Exercise instructions - Continue the news article on medical technologist Linda Smith's retirement from Calhoun Health Services, starting after its final sentence.

Text shown -
By JOEL McNEECE
Calhoun Health Services in Calhoun City, formerly Hillcrest Hospital, has never been without Linda Smith. The Medical Technologist came to work at the hospital when it opened in September of 1970.
Thirty-nine years to the day of its opening, Smith, 66, plans to retire.
“I’ve been telling Dr. Farmer he better retire soon because I wanted to be the last one here (from the original staff),” Smith said. “But he obviously hasn’t and I can’t wait anymore. I’m ready.”
Smith and Dr. Farmer are the last two remaining full-time employees at the hospital from the original personnel. Barbara Bryant, who began working at Hillcrest the day it opened, also still works with the hospital on a part-time basis.
Smith is originally from the Bruce area. The daughter of Lura and Ellis Ivy, Smith was raised in the Mt. Moriah Community and attended Bruce Schools through the ninth grade.
“We moved to Big Creek and I attended school there the last year they had a school,” Smith said. “I finished high school at Calhoun City.”
Smith said those were very different days with so many schools in Calhoun County.
“Back then we could play basketball all year long and not have to leave the county,” she said.
Smith said she was drawn to the medical field in the tenth grade after a trip to Texas to visit a cousin.
“Her mother told me all about what she did at the hospital and I was immediately fascinated by it,” Smith said.
After high school Smith went straight to Ole Miss where she studied chemistry and earned a degree in medical technology. After college she worked at LeBonheur in Memphis for a few years before returning home to Calhoun County to work with Dr. L.D. Webb.
When Hillcrest Hospital opened in Calhoun City on Sept. 7, 1970, Smith moved there to work in the laboratory as the facility’s medical technologist.
In that role Smith draws blood and other specimens to perform tests in the lab for the doctors for analysis.
“I’m a very analytical person,” Smith said. “I like to analyze things. I like seeing things that are unusual and trying to figure them out.”
Smith recalled in the early days of the hospital her job was slightly different due to the differing technology, or lack thereof, compared to today.
“Everything was manual back then,” she said.
Smith explained how when they would check someone’s blood sugar they had to take the sample, boil it, allow it to cool, and then use a measuring instrument to determine the calculation.
“Now it’s instant,” Smith said. “You just put the sample on the tool and it immediately gives you the reading.”

Given entries -
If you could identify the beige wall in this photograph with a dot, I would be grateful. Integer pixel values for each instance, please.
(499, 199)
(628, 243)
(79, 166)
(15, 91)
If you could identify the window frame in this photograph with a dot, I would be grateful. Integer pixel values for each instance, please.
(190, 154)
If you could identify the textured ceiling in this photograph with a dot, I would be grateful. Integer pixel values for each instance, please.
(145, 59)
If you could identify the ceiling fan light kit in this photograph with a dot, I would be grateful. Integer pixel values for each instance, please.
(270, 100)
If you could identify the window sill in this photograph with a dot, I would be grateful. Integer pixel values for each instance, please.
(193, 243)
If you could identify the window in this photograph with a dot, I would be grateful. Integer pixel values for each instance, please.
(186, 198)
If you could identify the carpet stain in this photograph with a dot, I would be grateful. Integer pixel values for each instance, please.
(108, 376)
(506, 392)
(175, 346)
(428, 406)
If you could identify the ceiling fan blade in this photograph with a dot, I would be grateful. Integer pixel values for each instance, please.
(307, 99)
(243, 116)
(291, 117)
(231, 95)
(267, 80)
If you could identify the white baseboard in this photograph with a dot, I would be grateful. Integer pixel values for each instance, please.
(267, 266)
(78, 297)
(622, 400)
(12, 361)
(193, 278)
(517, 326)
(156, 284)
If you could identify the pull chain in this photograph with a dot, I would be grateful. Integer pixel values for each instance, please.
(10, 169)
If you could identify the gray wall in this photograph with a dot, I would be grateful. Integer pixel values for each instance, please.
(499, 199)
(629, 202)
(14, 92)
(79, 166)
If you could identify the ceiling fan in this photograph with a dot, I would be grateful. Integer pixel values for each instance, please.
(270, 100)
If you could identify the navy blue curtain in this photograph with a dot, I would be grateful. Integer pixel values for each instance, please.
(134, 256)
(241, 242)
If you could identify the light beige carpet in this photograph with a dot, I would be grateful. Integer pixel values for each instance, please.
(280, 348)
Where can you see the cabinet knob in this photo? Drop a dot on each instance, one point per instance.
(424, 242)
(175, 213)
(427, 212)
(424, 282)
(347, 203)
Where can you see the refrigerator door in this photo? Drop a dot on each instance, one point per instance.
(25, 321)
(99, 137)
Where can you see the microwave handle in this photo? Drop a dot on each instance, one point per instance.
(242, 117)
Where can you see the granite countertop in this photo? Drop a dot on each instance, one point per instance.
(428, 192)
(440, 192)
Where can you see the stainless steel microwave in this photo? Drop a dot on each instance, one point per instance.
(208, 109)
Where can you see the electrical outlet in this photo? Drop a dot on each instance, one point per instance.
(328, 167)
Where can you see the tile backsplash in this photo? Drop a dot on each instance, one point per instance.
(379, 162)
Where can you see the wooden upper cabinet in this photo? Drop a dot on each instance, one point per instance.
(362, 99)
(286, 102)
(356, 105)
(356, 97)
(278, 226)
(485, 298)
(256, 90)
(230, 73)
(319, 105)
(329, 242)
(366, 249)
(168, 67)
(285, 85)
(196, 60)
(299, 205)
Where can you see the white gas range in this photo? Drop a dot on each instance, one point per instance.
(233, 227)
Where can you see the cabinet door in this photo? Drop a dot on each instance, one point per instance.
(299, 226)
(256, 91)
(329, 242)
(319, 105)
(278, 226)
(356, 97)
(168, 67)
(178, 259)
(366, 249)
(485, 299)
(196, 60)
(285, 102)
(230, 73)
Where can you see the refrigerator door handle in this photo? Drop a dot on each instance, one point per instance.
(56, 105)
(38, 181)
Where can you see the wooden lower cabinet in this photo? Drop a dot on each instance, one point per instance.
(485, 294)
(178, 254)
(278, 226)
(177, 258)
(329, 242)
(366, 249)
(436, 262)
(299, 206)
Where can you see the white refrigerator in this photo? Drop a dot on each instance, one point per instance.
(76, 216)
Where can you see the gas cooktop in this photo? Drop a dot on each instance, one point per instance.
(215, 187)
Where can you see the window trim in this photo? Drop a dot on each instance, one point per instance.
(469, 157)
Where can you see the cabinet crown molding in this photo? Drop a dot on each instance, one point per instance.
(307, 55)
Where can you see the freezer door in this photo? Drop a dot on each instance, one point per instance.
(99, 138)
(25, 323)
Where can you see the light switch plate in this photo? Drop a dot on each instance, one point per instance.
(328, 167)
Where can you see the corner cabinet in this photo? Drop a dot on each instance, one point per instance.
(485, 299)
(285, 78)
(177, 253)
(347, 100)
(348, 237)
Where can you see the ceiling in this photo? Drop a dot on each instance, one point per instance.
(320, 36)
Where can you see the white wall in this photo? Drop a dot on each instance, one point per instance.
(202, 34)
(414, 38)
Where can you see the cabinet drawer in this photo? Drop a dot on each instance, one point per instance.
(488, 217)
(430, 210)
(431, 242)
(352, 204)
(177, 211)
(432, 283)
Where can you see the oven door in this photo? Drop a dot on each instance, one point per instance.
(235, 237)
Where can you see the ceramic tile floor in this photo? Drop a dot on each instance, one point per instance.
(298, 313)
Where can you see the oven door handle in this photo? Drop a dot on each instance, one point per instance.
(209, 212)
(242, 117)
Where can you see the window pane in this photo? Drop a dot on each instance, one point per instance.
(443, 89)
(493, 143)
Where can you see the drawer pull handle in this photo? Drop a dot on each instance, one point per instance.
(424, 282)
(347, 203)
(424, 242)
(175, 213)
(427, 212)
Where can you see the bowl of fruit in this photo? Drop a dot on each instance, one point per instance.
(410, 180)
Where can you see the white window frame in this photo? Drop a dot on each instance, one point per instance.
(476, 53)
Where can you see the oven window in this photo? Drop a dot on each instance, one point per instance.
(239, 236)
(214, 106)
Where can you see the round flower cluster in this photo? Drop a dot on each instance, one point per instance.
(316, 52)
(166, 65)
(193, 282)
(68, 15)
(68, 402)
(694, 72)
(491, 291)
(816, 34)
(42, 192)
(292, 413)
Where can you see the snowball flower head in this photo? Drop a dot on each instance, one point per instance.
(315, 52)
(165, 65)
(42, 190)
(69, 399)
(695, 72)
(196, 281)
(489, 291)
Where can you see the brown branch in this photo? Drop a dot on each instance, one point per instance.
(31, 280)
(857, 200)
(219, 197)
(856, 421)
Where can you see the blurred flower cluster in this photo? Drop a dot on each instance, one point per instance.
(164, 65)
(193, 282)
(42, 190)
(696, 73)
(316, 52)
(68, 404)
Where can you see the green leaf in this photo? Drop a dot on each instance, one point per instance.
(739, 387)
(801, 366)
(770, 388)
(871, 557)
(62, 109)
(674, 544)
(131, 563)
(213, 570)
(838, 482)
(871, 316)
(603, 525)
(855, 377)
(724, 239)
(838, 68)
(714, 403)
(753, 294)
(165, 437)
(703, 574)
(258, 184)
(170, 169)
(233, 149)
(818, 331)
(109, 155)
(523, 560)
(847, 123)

Result for this exercise -
Smith recalled the original CO2 machines that had mercury in them.
“We played with mercury all the time,” Smith said. “I’m glad we were able to get rid of them.”
As the technology changed over the years, Smith was in a constant education process.
“Every new instrument that came out required new training,” Smith said. “It’s been a constant learning process.”
Smith said her work hours haven’t always been as friendly as they are now.
“When I started we had to be on call, so we could get called in at all hours of the night,” Smith said. “You didn’t get paid for taking calls either. It was just part of your job.”
Today, Smith has one more month of working from 7 a.m. – 3 p.m. Monday – Friday.
“I’m old now,” Smith said with a grin. “I’m ready to slow down.”
Smith said she has plenty of things on her list when she retires. She said first thing is lots of cleaning at her and husband Howard’s home in Derma.
“I’m going to get into all the closets and drawers, all those places that are long overdue for a good cleaning out,” she said.
The Smiths have two children – Glen, a chainsaw artist who has previously been featured in The Journal, and daughter Cheryl Carter, who lives in Waterloo, Canada, near Toronto. They also have three grandchildren.
“I hope to go and visit my daughter in Canada a lot more after I retire also,” Smith said.
The hospital is planning a reception honoring Smith for Tuesday, Sept. 1 from 1-3 p.m. on the second floor.
After nearly 40 years at the hospital, Smith can’t totally leave. She said she still plans to fill-in when needed on a part-time basis.
“This was my calling,” she said. “It’s what I was meant to do.”